***** PROVIDED INFORMATION

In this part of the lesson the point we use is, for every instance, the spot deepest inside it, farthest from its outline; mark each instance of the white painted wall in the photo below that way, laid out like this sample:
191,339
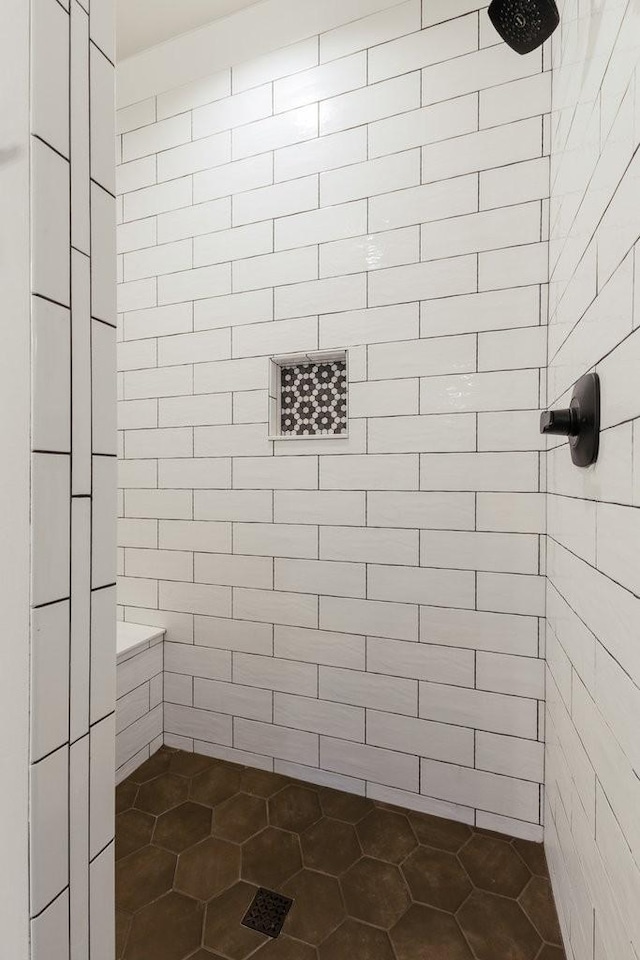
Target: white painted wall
592,822
363,612
14,476
57,481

**********

▶ [HOW TO COMPLETE THIS TASK] Repeat every record above exactly, but drop the pictures.

▶ [ANSWER BOX]
In this part of the lesson the point we use is, for every instance, the spot deepest inside it, farthest from its outline; mark each instance of the white painted wall in the photo below that way, laid out like this sample:
191,339
Target: white painted wall
592,822
363,612
14,476
57,481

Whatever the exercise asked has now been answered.